## SUPPLIED TEXT
The use of Narcan during an opioid overdose
Picture this scenario: You encounter a friend or a loved one who has overdosed on heroin.
Would you know what to do?
If you have Naloxone, also known by the pharmaceutical name Narcan, you might be able to reverse the affects of the opioid. But time is of the essence. For that reason, it’s important to know how to administer this fact-acting agent.
Here are some important facts on the forms through which it is available and how it works.
Naloxone can be given as nasal spray or an injection
Naloxone comes in two forms. Although many are familiar with its availability as a nasal spray, its first appearance in 2014 (the year it was approved by the Food and Drug Administration) came with the Evzio auto-injector.
Similar to how a finger is poked during a blood sugar examination, the auto-injector has a single dose of Naloxone that is delivered through the skin through a retractable needle. It’s designed like this not only to prevent accidental discharge into the person administering the shot, but it does not require assembly – which is important to remember when time is of the essence.
When using it, place the black end of the device against the thigh of the overdosing person. (It may ever go right through pants or jeans and into the thigh, if needed). Once the black tip is placed securely against the body, press the device firm and keep in place for five seconds.
Not sure if you are doing it correctly? There’s no need for alarm, as the device has a recording providing step-by-step instructions for how to use id in place for 5 seconds. For extra reassurance, the device has a voice recording that provides step-by-step instructions, talking you through how to use the auto-injector.

## PROMPT
Carry on the article about using Narcan during an opioid overdose, picking up right after its final sentence. The items aren't needed for this.

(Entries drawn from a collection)
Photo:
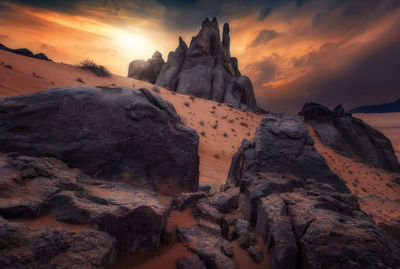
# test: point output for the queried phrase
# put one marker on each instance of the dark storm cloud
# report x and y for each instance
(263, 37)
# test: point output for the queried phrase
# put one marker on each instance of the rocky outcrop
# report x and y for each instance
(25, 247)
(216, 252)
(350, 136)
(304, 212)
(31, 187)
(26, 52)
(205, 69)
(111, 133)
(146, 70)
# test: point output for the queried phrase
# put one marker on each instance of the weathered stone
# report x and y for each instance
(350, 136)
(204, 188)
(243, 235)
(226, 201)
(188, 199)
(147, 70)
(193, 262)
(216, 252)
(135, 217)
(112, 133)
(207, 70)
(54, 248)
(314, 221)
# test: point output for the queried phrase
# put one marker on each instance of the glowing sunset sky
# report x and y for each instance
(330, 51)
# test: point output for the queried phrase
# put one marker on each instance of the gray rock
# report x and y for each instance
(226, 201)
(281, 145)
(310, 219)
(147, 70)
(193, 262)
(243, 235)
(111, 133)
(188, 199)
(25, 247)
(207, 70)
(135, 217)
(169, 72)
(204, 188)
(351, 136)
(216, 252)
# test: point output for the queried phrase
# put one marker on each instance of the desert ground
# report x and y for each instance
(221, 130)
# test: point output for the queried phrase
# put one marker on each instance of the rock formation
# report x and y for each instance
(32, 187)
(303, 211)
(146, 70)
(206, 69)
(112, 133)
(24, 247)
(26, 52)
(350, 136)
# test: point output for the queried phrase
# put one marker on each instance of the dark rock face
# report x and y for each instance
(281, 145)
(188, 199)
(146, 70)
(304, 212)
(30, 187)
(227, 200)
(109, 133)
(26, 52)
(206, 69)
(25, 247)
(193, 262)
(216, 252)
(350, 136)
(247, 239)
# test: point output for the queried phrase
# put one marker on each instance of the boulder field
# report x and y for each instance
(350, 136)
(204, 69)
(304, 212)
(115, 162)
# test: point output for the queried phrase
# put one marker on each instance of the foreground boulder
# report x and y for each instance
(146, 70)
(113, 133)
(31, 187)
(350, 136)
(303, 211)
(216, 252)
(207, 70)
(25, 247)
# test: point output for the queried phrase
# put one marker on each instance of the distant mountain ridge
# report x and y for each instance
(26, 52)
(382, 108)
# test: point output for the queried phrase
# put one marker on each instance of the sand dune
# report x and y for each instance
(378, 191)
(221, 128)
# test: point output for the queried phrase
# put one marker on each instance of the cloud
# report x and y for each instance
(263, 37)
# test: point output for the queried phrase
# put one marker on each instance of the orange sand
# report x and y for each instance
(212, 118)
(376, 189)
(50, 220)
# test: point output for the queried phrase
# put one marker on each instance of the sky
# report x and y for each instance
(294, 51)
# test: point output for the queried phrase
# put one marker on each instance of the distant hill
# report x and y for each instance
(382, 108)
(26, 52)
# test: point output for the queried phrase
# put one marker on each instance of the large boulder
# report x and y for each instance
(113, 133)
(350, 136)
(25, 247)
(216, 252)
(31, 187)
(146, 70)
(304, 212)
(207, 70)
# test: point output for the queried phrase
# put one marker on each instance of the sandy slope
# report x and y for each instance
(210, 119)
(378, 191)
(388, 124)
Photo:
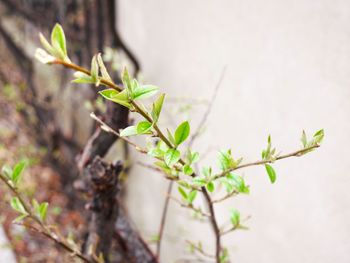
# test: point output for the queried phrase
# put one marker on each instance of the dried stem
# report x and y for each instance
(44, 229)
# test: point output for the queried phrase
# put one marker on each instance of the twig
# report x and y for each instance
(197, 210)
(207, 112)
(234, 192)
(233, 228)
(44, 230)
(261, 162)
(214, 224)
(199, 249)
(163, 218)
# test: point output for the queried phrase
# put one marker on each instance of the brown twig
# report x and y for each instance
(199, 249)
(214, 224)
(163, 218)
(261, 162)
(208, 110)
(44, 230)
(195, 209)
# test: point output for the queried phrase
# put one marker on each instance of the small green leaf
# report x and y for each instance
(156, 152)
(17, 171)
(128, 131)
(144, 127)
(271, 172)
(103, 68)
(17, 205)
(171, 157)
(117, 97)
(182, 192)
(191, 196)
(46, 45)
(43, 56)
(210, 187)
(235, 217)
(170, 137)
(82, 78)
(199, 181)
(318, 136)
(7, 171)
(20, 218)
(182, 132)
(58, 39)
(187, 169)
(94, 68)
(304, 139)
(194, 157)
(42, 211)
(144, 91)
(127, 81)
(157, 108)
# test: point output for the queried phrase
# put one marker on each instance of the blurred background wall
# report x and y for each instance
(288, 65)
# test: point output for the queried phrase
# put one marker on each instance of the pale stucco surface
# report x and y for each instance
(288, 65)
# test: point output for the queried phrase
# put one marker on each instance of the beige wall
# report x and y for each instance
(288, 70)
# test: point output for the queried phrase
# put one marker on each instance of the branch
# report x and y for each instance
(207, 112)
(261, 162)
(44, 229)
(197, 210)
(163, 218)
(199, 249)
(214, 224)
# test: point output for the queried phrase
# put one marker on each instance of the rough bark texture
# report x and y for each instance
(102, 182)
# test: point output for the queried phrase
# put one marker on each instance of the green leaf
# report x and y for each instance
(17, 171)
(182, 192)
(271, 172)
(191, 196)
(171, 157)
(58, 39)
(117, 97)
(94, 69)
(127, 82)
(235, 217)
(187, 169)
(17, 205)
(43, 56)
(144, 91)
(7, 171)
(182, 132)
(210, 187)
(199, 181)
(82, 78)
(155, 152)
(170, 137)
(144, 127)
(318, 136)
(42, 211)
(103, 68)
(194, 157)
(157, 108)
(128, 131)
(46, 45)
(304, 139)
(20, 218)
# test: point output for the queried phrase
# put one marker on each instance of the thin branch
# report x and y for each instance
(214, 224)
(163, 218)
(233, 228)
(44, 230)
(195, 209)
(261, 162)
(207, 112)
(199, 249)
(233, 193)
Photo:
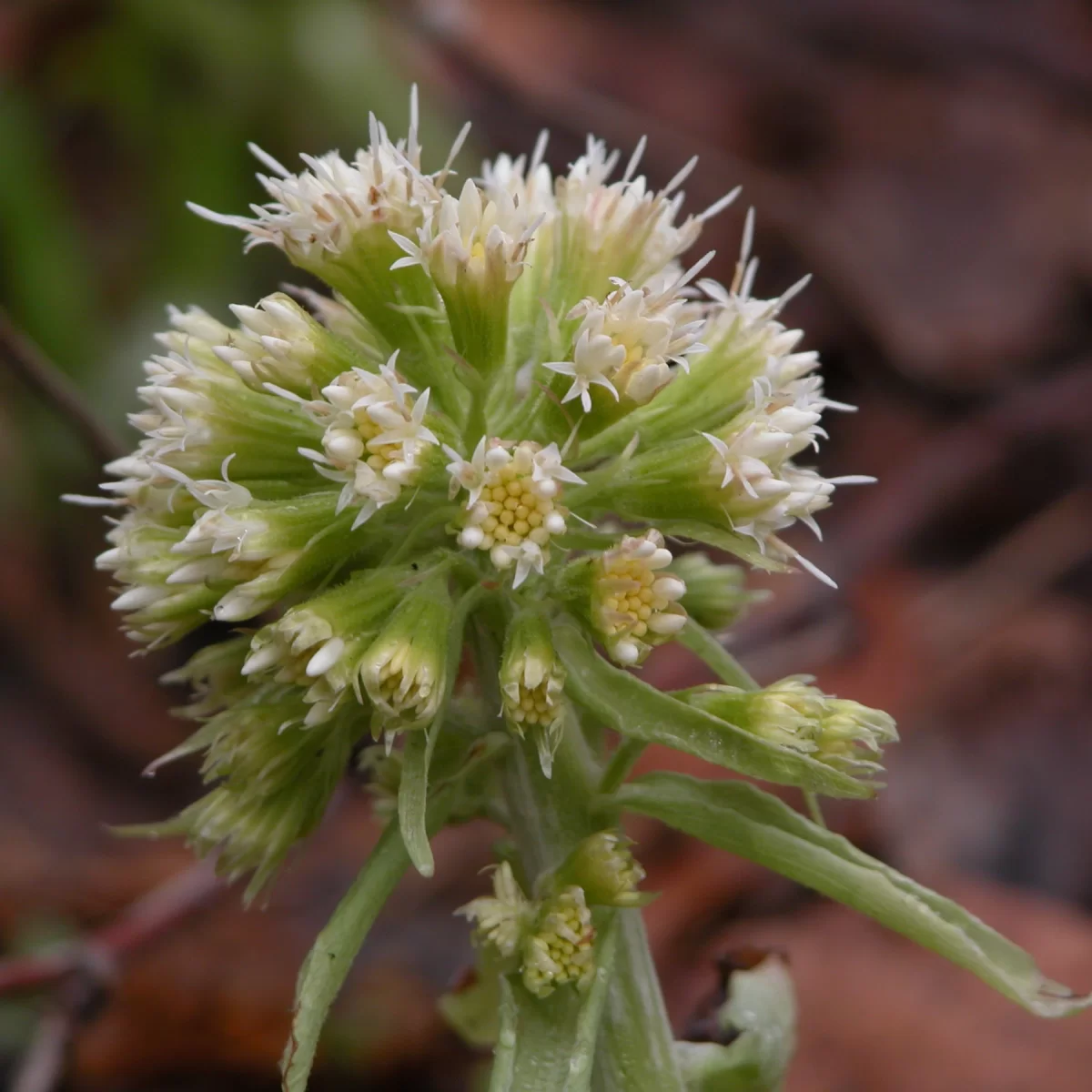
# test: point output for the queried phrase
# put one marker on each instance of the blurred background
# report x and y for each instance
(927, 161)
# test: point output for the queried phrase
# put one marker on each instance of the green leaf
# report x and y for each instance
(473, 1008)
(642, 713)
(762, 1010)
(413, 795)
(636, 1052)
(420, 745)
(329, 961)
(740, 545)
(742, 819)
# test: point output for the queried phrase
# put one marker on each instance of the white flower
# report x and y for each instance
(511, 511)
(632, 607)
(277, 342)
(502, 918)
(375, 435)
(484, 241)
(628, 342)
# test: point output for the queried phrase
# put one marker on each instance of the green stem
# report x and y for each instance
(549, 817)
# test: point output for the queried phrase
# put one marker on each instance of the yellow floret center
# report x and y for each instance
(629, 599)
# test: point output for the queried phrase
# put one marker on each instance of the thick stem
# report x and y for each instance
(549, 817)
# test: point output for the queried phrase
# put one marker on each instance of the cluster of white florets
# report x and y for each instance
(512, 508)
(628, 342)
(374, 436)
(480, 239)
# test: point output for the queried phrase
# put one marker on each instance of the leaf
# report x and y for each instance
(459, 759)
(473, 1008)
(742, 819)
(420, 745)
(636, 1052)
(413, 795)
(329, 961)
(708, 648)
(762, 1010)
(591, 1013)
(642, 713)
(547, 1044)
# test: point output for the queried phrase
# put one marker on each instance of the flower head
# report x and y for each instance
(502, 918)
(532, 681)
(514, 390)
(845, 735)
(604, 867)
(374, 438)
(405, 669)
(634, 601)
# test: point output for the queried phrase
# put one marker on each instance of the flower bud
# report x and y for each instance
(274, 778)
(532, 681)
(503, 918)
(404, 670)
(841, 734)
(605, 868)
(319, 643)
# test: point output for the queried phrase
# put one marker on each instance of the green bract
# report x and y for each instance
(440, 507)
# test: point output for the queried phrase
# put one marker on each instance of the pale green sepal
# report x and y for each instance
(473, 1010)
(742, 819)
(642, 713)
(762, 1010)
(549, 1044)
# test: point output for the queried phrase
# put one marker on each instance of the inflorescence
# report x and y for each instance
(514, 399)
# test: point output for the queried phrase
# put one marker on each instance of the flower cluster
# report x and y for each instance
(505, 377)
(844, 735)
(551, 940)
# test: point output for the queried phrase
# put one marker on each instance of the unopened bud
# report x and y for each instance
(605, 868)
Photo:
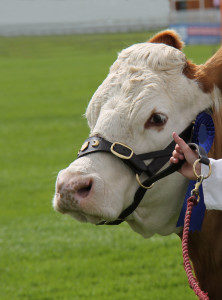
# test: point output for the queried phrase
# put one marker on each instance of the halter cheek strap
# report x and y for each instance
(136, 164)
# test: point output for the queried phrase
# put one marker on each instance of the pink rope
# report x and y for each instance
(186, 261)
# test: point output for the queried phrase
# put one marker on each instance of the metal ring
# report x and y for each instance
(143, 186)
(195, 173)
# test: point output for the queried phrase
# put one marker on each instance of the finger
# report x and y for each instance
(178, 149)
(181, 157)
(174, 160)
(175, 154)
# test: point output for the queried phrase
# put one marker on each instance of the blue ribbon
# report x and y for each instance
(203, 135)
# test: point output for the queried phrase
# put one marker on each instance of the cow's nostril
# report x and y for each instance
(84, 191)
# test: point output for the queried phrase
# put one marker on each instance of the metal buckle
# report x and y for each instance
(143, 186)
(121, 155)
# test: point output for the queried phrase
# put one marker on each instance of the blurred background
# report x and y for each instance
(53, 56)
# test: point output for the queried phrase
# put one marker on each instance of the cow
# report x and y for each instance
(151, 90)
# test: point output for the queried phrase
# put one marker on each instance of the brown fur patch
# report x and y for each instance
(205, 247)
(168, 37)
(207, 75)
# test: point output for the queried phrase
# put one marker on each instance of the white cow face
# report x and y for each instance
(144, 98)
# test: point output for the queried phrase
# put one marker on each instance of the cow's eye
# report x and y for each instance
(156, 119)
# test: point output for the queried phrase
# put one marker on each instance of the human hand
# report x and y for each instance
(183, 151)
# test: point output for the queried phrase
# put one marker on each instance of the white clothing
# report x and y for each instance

## TASK OUTPUT
After five seconds (or when the device tells you), you may stop applying pressure as the injection has successfully been completed. You may then remove the device from the person’s thigh.
Apply Narcan nasal spray with one squeeze
Designed with ease of use in mind, the Narcan nasal spray comes pre-assembled and ready for use. The Narcan package contains two devices, each with a single dose of the product.
With your thumb pressed to the bottom of the device, press your second (pointer) finger and middle finger on either side of the nozzle. Gently place the nozzle into a nostril, stopping once your fingers are on either side of the nostril squarely against the bottom of the person’s nose.
Press the plunger firmly to spray the entire bottle into that nostril. There is no need to spray into both nostrils.
How to use Luer-lock nasal atomizer
Another method for delivering Naloxone is through a Luer-lock atomization device. This comes in two pieces, each sold separately – the medication itself and a cone-shaped nosepiece.
If your drugstore does not offer it, the nosepiece can be ordered through a medical supply company. (No prescription is required for the nosepiece).
After assembling the atomizer and capsule, insert the white cone into the person’s nostril. A strong, brief push on the end of capsule sprays the medication into the nose.
For this method, half of the contents are sprayed into each nostril.
Inject Naloxone by syringe into thigh, arm
This syringe is often pre-loaded with a Naloxone cartridge. It can often be injected into the muscle of the upper thigh or upper arm. The needle may pierce through clothing to apply the injection.
Be sure to get an understanding of the right dosage. Although it is often 0.4 mg/mL, talk to your pharmacist for clarification.
At times, a second dose of the same amount is required if the first dose is unable to reverse the overdose.
Other common questions about Naloxone
Here are a few points worth noting about the administration of Naloxone (Narcan).
- It only reverses the affects of an opioid overdose.
- You may use Naloxone if you are unsure of the cause of overdose. It will not cause damage to the person getting the injection.
- Fentanyl overdoses often require more than one or even two doses of Naloxone; this is a testament to the power of Fentanyl.
- It is recommended to have Naloxone handy, even if a user has completed a rehab program. If there is a relapse, it’s better to be prepared.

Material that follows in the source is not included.